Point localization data

========

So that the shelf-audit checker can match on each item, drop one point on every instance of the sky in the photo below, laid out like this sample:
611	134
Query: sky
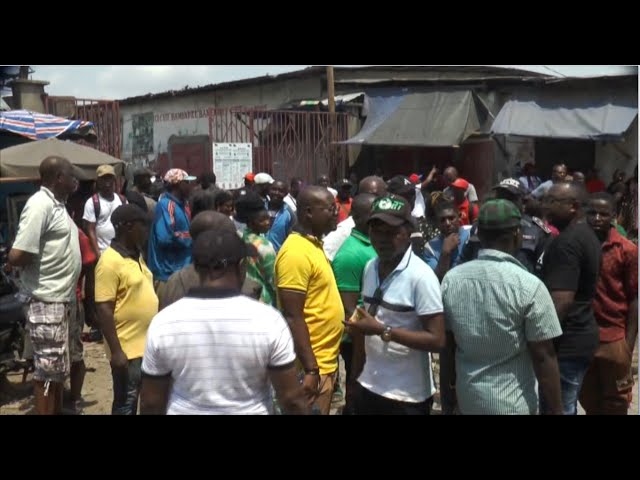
116	82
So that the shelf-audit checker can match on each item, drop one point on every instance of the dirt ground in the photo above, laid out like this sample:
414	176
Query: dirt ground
16	398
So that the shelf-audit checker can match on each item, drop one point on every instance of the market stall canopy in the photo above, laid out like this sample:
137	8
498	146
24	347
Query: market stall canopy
40	126
23	161
431	117
578	114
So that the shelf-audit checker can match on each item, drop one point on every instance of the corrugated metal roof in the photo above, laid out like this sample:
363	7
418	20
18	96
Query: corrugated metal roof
344	75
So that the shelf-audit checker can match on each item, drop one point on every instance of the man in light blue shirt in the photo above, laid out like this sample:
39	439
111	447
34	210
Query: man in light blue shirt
284	219
500	323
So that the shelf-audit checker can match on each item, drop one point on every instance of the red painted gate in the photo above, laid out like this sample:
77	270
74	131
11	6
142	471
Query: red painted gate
286	144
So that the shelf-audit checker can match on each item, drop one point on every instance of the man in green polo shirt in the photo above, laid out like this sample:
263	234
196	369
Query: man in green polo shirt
348	268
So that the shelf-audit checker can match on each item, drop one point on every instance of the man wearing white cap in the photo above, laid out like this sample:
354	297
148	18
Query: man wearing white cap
98	209
263	182
170	241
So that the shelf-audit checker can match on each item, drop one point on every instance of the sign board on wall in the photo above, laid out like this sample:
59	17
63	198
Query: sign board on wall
231	162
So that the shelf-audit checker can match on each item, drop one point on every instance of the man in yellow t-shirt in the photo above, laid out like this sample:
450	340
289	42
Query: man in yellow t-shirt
126	302
309	297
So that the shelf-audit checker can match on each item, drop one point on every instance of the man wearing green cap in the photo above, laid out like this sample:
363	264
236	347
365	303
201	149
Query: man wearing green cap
500	323
402	323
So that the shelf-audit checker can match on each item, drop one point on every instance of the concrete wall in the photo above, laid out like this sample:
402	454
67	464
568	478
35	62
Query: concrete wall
147	126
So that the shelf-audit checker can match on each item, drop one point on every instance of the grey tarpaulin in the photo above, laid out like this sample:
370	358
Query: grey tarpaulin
570	114
427	117
24	160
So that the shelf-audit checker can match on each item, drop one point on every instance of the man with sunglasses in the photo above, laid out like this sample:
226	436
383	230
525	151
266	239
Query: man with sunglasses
500	325
402	322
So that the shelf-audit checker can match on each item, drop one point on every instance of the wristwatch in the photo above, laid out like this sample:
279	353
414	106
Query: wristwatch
386	334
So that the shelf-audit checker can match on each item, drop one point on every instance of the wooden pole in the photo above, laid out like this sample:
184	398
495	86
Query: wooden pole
331	90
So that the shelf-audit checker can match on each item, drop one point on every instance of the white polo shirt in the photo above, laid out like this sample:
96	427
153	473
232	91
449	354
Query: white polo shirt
47	231
218	350
104	229
392	370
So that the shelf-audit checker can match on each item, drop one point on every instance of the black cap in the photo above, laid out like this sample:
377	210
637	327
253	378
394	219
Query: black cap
248	204
140	172
218	249
513	186
400	185
392	210
128	213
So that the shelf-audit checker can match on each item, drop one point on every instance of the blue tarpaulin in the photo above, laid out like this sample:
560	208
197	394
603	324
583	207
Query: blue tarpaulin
425	117
40	126
596	115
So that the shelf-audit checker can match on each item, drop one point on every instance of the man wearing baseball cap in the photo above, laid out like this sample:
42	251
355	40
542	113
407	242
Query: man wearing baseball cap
252	344
98	209
142	185
500	323
126	302
344	200
170	241
402	320
536	237
263	182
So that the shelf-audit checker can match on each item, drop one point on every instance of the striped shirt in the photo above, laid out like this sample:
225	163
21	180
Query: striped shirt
218	351
494	307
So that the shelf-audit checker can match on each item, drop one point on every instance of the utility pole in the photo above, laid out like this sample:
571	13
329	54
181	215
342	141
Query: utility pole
331	89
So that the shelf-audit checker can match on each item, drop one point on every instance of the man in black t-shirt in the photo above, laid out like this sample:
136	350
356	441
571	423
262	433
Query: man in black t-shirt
571	266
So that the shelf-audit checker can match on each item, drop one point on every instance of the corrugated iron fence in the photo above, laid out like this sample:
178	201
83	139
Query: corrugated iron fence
105	115
286	144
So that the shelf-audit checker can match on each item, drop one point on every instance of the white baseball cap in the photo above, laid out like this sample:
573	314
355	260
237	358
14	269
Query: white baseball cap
263	178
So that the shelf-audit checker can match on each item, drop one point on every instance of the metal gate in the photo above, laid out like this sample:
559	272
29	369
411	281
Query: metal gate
105	115
286	144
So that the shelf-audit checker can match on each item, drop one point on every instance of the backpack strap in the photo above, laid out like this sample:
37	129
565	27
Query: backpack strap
96	206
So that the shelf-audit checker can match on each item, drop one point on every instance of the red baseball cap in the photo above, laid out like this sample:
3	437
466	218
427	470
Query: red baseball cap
460	183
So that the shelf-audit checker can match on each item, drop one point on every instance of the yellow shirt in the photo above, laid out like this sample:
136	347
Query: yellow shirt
302	266
129	284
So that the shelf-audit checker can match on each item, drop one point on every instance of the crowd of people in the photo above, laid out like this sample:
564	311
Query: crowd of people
242	302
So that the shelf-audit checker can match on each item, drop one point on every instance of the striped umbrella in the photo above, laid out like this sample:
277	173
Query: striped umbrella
40	126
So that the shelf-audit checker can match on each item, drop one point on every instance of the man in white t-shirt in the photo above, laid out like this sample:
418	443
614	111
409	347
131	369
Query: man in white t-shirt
334	240
451	175
216	351
402	323
98	227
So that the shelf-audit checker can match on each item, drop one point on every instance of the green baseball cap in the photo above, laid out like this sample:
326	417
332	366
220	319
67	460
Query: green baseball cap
392	210
499	215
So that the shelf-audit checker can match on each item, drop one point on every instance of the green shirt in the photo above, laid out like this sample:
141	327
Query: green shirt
262	268
348	264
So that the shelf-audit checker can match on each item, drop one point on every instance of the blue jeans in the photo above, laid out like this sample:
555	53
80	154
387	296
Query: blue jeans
572	372
126	388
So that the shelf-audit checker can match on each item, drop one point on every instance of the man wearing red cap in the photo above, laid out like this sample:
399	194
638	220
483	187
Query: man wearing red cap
468	211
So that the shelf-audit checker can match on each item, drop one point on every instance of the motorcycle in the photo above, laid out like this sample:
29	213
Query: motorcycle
12	321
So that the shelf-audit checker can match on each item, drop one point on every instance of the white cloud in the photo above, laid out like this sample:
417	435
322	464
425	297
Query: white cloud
116	82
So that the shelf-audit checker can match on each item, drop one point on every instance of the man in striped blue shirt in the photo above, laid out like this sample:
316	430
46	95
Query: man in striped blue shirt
500	323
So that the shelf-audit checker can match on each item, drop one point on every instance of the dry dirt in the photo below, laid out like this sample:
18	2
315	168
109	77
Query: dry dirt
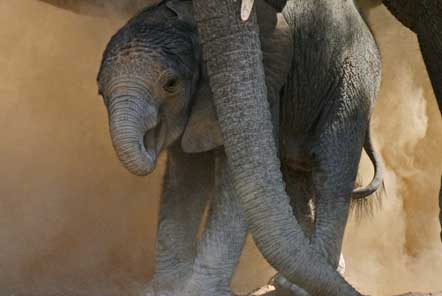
74	222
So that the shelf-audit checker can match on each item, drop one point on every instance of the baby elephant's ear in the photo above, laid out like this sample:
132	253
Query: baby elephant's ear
183	10
202	131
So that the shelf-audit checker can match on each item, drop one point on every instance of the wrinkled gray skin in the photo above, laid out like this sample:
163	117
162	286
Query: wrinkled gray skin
149	74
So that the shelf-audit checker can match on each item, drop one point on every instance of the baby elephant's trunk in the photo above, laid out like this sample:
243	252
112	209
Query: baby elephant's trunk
130	117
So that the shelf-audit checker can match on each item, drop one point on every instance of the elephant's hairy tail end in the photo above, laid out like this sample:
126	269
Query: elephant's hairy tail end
365	208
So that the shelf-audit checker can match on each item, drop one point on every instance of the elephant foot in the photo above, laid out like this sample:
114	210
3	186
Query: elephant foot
285	288
188	287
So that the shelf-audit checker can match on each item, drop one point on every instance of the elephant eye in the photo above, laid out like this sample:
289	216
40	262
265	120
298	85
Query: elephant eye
170	85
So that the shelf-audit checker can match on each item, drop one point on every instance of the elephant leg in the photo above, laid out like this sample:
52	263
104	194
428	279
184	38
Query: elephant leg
188	183
334	174
223	238
299	188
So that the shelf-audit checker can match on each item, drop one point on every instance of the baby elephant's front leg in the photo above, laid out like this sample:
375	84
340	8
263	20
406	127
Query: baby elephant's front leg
223	238
188	183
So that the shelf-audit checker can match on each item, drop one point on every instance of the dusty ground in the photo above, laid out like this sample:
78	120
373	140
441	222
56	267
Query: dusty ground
74	222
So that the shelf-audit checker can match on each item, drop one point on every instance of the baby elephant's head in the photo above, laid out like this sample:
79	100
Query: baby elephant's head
150	79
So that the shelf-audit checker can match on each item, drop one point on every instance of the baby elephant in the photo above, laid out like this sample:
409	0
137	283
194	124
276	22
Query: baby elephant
157	95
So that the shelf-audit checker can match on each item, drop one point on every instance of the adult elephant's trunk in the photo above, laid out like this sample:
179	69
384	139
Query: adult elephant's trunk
234	61
130	118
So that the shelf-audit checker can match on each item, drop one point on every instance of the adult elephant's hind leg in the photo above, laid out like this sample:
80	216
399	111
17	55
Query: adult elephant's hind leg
300	190
188	183
336	164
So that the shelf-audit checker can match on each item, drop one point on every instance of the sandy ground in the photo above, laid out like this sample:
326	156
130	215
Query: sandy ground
74	222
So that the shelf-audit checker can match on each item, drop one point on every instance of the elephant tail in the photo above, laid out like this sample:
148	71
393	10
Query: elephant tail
378	179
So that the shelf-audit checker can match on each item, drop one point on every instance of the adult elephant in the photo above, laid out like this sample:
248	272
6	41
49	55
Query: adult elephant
232	52
233	55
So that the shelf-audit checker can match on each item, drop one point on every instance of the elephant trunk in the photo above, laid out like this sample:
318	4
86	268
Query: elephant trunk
130	117
232	52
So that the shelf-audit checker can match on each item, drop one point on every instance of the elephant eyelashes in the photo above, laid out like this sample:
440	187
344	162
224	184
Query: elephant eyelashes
171	85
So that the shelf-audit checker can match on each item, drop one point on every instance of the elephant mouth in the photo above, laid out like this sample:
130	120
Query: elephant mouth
154	141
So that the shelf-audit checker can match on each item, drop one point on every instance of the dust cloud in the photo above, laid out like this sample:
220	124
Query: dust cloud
74	222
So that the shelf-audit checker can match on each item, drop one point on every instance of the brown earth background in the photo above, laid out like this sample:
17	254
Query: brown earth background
74	222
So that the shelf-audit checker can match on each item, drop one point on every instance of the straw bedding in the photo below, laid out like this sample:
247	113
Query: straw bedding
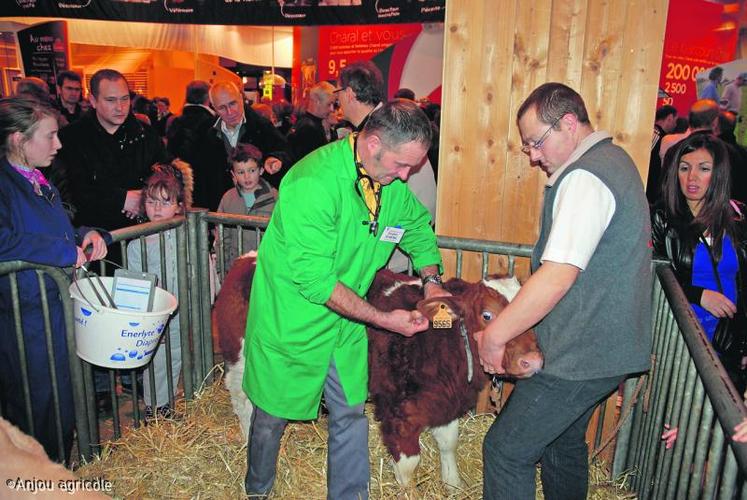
202	455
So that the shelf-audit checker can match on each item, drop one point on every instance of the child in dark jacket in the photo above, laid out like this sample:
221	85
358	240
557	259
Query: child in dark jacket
251	195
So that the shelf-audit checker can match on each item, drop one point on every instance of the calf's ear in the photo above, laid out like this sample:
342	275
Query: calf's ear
430	307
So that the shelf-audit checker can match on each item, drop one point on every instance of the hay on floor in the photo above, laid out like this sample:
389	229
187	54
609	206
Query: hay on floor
203	455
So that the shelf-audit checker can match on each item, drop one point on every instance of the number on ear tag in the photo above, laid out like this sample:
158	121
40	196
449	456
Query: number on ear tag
442	318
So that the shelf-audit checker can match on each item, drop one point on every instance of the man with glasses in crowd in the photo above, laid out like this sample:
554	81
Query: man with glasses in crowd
588	300
69	89
306	322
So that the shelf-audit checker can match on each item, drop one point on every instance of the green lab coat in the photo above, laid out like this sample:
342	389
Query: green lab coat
316	237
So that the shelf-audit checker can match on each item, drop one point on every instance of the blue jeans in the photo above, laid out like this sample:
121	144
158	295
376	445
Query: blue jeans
544	421
348	472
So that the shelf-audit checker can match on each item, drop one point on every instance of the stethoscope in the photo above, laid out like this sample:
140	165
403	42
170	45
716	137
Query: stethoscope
373	222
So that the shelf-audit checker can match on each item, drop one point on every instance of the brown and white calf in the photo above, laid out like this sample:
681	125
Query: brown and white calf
423	382
431	379
229	328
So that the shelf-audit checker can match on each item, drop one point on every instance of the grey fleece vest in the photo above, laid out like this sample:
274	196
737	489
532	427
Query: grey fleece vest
602	327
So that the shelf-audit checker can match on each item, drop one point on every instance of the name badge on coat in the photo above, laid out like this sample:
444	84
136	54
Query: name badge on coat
392	234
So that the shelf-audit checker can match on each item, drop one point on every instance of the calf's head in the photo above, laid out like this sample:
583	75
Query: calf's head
478	305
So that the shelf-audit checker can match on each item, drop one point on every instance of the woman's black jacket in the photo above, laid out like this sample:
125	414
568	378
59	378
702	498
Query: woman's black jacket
677	236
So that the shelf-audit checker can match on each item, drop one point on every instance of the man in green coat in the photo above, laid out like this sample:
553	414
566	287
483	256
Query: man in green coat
340	213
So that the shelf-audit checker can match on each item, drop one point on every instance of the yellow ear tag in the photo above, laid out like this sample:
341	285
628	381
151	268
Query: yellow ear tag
442	318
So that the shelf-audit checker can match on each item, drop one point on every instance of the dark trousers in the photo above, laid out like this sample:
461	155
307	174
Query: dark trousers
347	461
57	442
544	421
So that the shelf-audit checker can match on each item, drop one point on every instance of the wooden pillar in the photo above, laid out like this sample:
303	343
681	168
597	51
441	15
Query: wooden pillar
496	53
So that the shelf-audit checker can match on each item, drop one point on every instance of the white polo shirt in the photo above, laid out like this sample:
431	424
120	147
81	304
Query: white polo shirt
582	210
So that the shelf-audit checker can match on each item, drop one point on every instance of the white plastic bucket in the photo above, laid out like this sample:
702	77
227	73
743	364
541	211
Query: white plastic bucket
113	338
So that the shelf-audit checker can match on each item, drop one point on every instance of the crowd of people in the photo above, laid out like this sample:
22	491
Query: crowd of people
329	179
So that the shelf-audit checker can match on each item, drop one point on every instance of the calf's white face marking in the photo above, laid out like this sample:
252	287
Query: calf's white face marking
508	287
389	291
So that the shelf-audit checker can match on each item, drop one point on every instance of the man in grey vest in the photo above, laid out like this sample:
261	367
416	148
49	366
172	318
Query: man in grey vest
588	299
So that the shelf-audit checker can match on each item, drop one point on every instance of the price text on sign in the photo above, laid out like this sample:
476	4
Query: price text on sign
677	77
335	65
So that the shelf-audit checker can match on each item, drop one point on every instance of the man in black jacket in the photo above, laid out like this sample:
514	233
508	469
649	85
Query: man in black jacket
237	124
188	131
309	133
108	154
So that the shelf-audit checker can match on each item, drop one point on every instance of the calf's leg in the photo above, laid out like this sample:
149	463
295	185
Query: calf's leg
242	407
447	437
404	468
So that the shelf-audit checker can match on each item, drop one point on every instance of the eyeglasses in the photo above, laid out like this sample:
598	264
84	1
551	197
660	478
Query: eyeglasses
159	203
526	148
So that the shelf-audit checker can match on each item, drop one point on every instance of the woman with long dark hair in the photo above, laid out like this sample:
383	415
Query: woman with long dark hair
703	232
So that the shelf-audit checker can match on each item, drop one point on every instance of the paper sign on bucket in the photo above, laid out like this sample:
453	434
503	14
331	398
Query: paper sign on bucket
115	338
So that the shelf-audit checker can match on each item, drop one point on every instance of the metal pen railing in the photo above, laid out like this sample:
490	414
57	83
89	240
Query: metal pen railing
687	386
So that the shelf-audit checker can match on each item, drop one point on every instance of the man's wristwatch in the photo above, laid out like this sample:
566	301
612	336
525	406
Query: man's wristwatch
432	278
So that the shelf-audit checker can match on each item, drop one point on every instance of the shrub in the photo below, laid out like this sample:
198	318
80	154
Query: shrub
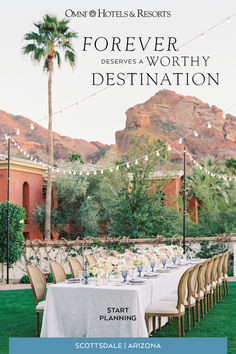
16	226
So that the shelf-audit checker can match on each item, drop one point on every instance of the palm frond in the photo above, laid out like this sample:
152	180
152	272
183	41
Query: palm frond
70	57
58	57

========

Going through the records above line by line, tally those with the word "below" and answer with the number only.

» FINISHED TASK: 4